> **Requirements**: Count the lines in the items below that contain the string "sign", and give only that number.

(Stored items from a collection)
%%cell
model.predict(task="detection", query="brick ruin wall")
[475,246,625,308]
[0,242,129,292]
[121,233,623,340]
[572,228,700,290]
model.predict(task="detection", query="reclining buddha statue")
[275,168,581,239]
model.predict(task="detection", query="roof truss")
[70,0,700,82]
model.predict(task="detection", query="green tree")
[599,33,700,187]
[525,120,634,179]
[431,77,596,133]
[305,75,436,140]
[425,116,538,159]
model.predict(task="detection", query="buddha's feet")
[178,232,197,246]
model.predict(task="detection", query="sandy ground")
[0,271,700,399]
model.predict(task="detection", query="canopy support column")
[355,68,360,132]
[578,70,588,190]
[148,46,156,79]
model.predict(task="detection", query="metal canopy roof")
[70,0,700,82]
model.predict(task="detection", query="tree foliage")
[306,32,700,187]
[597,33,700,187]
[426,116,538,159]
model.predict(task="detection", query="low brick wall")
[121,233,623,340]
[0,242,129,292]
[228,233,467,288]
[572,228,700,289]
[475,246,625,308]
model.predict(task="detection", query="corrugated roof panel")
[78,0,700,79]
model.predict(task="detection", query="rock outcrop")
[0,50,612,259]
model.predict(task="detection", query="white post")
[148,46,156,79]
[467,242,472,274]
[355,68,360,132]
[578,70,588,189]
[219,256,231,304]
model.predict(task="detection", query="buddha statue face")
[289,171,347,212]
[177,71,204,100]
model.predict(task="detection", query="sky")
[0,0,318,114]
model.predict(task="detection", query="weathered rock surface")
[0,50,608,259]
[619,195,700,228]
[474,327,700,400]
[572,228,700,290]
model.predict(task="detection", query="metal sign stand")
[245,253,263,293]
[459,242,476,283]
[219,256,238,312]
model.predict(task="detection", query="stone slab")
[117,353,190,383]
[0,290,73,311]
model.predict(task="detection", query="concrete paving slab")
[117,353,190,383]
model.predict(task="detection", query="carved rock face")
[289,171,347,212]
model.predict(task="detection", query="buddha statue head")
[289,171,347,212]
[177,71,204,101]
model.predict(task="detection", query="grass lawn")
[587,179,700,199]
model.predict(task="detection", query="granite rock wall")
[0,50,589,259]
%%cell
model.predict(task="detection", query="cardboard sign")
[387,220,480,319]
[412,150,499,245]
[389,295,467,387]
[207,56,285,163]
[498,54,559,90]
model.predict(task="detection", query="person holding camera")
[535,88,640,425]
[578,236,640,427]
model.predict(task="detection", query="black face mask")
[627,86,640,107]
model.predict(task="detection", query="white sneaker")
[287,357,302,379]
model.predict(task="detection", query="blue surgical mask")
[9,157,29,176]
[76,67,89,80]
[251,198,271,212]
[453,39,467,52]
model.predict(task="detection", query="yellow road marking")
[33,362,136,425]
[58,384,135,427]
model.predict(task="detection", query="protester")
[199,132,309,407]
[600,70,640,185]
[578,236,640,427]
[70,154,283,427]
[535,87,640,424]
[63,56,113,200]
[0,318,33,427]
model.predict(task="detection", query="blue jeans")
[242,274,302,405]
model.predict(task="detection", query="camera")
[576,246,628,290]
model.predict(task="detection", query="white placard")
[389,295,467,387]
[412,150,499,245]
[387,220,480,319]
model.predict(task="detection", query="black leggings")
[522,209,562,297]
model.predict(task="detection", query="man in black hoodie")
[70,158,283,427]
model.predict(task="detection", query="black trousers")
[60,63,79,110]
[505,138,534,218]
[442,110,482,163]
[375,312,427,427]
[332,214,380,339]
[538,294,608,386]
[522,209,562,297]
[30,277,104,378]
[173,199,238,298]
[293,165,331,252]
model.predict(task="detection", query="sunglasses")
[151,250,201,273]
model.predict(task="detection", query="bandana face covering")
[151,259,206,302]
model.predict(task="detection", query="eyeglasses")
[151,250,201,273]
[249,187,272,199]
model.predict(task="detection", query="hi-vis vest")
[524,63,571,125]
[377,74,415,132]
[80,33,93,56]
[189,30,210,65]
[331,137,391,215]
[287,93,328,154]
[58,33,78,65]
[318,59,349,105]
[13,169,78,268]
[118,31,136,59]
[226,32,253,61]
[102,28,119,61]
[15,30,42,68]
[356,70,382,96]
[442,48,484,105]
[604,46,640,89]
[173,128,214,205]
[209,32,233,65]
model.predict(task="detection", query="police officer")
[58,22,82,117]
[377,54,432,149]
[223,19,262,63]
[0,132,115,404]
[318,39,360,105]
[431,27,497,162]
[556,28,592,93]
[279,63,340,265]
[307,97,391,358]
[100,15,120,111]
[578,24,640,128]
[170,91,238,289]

...

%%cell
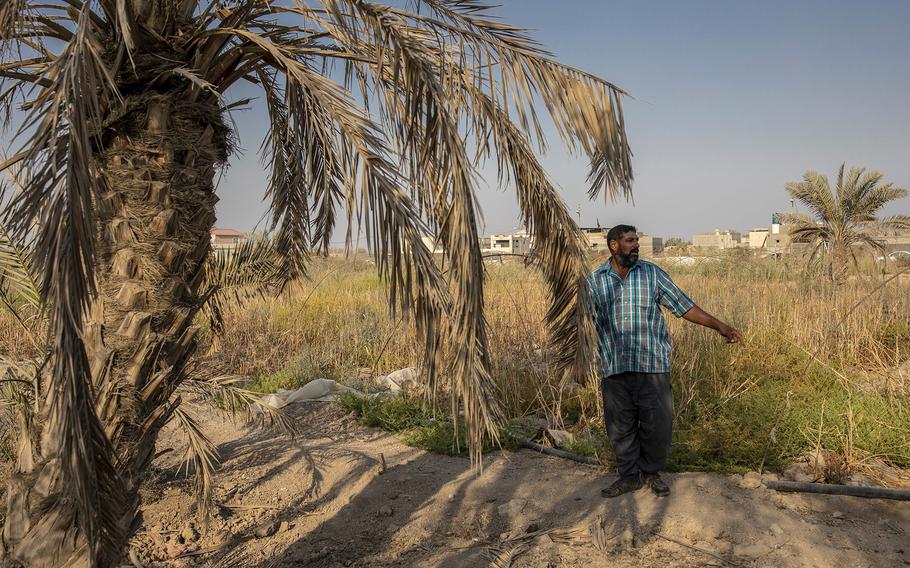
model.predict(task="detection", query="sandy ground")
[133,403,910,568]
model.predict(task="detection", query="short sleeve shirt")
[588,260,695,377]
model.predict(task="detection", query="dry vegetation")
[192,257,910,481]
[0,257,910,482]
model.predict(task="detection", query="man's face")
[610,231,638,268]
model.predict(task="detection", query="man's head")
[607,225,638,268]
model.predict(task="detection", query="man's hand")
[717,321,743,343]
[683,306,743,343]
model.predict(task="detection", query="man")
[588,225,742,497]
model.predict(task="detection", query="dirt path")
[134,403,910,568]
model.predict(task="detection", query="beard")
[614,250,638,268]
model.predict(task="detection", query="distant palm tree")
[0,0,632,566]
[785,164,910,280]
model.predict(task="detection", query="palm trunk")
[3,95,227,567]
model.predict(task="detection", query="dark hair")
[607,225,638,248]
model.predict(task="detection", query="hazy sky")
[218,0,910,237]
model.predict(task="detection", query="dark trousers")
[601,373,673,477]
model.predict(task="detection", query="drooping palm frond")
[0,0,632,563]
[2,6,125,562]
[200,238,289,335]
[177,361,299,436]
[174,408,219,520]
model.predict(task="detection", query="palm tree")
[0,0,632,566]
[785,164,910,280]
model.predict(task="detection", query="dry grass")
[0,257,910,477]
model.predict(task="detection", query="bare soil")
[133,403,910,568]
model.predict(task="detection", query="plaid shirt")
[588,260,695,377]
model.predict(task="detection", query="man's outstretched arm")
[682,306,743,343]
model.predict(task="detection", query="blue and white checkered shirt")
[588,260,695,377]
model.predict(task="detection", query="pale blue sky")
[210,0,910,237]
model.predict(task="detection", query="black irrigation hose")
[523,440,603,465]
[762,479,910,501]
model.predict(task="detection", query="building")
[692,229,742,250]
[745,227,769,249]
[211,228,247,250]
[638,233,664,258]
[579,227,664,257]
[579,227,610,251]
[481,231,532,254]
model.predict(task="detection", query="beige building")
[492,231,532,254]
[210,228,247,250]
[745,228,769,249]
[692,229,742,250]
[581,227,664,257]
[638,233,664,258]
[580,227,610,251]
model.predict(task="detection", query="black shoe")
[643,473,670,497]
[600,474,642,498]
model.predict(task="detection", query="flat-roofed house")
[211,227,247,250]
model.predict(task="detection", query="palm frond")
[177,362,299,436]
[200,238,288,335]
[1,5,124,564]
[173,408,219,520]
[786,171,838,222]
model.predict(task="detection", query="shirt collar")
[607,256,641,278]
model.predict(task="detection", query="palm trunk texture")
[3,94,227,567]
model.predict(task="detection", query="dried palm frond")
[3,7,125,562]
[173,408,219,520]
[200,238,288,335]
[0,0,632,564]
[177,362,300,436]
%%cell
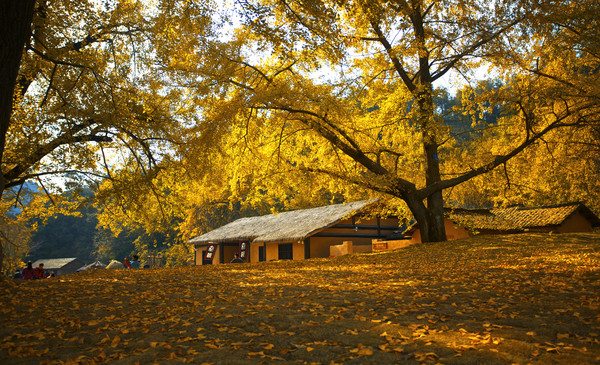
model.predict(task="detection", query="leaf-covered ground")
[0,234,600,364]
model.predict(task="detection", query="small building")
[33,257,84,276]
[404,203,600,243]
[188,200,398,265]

...

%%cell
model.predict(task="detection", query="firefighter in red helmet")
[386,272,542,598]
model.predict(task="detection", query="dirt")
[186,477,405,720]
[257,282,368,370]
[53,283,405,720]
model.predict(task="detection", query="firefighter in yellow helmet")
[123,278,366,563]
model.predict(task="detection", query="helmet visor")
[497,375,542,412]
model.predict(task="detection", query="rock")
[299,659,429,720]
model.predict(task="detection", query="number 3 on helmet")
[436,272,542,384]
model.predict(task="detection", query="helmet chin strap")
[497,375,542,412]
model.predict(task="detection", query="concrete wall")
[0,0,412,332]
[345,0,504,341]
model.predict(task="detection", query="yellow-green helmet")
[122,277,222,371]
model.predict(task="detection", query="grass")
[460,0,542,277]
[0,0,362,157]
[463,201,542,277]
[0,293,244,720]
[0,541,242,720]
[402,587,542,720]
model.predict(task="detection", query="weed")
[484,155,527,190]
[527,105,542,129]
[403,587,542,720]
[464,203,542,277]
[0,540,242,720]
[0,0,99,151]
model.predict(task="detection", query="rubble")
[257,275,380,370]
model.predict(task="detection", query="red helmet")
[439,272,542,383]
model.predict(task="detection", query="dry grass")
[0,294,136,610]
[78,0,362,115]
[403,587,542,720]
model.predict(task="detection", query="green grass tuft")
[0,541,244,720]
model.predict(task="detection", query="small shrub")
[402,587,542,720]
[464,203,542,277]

> **Correct response**: 2